YOUR OBJECTIVE
Where the records below show a line containing "Tag every instance of the flag", start copying; end with the line containing "Tag every instance of the open", and copy it too.

[Saved entries]

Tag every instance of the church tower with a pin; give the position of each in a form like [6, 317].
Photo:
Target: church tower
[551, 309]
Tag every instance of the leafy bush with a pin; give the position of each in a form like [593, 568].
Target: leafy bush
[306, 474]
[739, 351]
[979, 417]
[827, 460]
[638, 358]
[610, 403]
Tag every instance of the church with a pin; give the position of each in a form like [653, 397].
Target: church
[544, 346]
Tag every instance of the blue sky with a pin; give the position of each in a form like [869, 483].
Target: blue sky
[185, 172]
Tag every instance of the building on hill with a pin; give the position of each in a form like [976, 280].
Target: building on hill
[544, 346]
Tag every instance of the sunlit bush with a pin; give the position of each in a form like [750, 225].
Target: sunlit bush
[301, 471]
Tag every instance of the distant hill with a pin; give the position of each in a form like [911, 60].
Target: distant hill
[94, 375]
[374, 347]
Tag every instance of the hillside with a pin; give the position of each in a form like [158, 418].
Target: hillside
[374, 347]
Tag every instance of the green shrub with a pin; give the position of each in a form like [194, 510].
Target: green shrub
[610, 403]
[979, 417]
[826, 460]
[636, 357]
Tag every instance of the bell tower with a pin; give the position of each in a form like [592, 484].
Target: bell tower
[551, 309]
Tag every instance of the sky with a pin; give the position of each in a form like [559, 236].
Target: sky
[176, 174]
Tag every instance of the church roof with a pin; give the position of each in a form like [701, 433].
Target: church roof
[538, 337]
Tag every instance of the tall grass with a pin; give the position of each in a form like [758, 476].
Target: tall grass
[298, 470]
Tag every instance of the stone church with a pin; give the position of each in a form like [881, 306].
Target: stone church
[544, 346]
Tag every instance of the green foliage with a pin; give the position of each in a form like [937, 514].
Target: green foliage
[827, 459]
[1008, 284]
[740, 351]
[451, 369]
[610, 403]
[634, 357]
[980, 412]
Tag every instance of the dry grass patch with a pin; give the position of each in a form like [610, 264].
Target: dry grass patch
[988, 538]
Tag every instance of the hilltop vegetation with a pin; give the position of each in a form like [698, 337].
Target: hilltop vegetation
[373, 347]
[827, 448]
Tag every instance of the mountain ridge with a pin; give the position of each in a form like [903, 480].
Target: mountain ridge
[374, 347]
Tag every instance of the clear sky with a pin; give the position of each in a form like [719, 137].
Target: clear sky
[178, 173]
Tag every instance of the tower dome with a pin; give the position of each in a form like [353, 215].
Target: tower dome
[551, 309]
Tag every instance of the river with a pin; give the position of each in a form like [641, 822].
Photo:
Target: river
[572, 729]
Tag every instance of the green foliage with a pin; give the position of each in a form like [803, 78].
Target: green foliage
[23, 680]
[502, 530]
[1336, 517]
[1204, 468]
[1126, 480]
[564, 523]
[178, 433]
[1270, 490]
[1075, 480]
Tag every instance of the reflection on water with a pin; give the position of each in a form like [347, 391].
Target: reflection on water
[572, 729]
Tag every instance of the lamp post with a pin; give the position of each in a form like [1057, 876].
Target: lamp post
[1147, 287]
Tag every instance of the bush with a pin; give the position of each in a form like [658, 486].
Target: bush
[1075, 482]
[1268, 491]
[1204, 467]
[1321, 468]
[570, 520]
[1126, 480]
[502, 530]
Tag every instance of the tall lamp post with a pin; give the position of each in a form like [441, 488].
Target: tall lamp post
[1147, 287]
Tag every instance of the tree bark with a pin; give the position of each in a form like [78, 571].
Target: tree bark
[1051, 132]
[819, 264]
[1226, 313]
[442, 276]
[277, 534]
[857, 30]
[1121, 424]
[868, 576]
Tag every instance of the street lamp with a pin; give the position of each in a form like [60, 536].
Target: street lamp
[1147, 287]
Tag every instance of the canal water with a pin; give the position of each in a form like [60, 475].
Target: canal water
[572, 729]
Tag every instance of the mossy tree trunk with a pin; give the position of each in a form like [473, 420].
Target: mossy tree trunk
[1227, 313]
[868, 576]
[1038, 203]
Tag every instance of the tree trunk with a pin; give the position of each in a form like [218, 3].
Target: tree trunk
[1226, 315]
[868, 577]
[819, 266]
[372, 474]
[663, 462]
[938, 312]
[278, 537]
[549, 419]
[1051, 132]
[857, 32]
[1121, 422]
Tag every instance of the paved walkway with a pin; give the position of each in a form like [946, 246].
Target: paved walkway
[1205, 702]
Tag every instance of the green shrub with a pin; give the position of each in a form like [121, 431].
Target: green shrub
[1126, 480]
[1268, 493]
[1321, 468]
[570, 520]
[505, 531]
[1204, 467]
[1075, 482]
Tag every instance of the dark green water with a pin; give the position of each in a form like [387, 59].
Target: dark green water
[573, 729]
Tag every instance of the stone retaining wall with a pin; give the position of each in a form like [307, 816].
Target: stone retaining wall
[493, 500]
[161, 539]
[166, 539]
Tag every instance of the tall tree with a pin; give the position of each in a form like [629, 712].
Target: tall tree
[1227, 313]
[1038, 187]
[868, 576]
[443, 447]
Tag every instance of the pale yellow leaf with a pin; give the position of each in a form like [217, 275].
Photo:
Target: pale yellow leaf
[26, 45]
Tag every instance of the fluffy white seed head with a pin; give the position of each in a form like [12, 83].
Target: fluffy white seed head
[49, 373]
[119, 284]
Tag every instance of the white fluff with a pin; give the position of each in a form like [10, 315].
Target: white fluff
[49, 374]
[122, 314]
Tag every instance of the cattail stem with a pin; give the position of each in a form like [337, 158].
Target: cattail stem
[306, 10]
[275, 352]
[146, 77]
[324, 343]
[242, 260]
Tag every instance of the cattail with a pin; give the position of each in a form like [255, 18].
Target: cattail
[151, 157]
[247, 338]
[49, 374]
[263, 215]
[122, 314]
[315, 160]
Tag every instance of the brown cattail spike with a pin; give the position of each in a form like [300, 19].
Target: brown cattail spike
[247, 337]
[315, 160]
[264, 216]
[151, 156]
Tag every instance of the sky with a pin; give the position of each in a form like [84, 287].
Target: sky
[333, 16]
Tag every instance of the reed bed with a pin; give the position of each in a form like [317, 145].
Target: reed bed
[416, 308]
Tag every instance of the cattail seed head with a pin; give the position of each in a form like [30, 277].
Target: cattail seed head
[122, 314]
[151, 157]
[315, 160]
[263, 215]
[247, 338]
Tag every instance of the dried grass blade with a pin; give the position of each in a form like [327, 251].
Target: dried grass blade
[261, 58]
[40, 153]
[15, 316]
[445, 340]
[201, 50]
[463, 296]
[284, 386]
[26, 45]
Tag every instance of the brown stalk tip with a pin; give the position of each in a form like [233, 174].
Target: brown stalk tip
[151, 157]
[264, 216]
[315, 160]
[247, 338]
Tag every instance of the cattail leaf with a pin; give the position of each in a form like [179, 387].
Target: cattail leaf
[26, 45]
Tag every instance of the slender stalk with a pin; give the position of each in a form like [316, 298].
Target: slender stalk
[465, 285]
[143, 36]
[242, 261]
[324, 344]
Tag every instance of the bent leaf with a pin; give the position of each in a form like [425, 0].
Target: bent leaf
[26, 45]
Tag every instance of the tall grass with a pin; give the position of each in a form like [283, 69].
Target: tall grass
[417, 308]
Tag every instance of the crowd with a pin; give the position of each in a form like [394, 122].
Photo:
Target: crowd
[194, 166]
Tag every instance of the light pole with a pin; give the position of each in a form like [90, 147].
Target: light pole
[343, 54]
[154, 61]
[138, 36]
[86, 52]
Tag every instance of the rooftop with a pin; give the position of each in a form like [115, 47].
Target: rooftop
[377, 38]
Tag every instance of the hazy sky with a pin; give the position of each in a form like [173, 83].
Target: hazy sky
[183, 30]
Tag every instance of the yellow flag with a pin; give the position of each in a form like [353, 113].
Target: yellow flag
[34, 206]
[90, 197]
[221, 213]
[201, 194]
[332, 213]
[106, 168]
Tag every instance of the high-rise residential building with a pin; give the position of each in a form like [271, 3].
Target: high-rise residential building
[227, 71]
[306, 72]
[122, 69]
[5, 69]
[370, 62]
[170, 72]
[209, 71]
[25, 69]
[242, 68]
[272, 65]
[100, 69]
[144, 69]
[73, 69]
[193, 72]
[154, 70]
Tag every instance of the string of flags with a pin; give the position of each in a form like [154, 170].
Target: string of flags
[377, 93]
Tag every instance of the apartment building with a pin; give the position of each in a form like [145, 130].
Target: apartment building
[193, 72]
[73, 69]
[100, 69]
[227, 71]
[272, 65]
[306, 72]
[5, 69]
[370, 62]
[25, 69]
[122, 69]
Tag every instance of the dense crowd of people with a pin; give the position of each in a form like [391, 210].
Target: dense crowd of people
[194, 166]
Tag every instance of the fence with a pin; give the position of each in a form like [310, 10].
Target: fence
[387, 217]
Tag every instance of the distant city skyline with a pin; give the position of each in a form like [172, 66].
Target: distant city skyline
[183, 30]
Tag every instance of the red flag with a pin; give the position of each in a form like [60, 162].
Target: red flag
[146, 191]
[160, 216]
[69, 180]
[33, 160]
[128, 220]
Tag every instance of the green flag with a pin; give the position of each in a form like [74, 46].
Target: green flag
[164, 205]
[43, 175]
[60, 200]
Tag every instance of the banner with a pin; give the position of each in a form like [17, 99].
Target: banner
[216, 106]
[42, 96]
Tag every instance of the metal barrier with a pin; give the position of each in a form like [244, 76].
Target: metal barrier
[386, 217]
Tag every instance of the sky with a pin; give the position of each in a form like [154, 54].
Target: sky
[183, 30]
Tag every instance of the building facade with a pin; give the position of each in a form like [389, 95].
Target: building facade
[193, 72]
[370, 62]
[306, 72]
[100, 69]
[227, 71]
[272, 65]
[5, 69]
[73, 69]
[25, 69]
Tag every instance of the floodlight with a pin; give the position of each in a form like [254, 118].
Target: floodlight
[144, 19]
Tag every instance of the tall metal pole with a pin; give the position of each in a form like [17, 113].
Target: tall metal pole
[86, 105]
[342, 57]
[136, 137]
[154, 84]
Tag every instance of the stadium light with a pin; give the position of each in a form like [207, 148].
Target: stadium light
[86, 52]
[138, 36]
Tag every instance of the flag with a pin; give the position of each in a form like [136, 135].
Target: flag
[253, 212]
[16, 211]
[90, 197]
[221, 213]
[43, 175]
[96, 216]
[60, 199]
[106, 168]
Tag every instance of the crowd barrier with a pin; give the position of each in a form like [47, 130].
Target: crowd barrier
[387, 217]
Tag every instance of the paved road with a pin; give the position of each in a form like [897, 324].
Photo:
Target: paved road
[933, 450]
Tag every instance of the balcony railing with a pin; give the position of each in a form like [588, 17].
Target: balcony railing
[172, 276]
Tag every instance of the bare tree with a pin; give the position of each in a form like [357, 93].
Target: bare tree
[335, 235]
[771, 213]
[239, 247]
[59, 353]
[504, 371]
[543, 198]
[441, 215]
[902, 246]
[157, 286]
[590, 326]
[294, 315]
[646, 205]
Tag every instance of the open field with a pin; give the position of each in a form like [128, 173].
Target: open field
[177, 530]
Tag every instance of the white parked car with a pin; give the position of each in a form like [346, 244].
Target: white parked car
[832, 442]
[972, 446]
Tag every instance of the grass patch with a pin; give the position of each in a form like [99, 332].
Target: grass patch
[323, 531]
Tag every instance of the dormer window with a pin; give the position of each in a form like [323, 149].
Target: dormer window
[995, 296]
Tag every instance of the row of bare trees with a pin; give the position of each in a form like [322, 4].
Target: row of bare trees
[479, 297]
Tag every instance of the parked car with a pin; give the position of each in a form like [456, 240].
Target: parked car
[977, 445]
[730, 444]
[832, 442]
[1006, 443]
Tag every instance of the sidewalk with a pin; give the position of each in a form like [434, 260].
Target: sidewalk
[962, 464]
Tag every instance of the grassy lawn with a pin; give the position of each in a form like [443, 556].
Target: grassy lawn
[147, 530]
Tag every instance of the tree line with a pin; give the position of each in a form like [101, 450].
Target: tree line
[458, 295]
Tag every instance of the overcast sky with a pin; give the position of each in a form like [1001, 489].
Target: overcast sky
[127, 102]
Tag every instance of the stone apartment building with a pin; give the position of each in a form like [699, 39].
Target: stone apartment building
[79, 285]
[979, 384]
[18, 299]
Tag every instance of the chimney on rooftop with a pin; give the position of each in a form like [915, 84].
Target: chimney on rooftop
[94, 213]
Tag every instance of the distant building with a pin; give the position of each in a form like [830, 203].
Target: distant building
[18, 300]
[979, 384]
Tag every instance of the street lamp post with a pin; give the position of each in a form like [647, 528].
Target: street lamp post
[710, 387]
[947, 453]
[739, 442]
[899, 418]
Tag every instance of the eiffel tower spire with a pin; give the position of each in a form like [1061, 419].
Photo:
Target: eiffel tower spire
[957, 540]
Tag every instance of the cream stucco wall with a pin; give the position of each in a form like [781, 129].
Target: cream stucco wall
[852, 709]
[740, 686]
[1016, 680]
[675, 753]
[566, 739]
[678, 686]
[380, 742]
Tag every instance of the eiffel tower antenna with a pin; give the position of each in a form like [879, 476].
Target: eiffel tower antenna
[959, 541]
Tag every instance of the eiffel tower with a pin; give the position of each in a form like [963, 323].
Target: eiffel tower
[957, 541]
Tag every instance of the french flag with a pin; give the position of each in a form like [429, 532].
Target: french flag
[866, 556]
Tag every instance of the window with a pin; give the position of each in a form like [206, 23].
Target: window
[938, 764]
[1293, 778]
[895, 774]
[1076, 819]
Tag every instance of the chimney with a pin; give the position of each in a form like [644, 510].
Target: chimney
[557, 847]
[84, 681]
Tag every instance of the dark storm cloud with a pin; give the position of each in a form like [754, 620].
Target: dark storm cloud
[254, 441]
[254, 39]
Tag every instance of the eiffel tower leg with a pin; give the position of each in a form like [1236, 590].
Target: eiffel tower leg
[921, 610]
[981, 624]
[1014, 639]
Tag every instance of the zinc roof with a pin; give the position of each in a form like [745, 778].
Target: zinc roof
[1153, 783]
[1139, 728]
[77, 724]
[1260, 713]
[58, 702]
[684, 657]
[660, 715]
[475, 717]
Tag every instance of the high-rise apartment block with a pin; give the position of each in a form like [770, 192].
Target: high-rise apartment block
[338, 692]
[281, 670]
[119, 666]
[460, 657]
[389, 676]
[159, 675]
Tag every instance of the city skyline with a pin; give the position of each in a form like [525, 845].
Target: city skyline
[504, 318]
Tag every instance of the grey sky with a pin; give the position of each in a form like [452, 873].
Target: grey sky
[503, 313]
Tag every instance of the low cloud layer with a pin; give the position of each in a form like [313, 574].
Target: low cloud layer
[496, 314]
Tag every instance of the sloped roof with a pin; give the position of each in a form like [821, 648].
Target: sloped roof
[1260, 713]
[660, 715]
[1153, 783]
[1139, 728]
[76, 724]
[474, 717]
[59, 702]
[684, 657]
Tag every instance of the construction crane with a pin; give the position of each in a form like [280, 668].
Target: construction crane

SOLUTION
Tag every instance of the flag with a pin; give the position of each in a form like [136, 135].
Target: flag
[253, 212]
[16, 211]
[90, 197]
[221, 213]
[43, 175]
[96, 216]
[60, 199]
[106, 168]
Tag every instance of the crowd barrier with a pin; give the position of each in a form like [47, 130].
Target: crowd barrier
[387, 217]
Tag every instance of the paved road with a pin; give the position of each in a form like [897, 324].
Photo:
Target: paved road
[933, 450]
Tag every instance of the balcony railing with a pin; give the position of each in a form like [588, 17].
Target: balcony railing
[172, 276]
Tag every instance of the bare tree with a pin; give the position of each in a form like [357, 93].
Target: bare tree
[335, 235]
[771, 213]
[239, 247]
[59, 353]
[504, 371]
[543, 198]
[441, 215]
[902, 246]
[157, 286]
[590, 326]
[294, 315]
[646, 205]
Tag every instance of the open field with a pin; give the position of each in a form like [128, 173].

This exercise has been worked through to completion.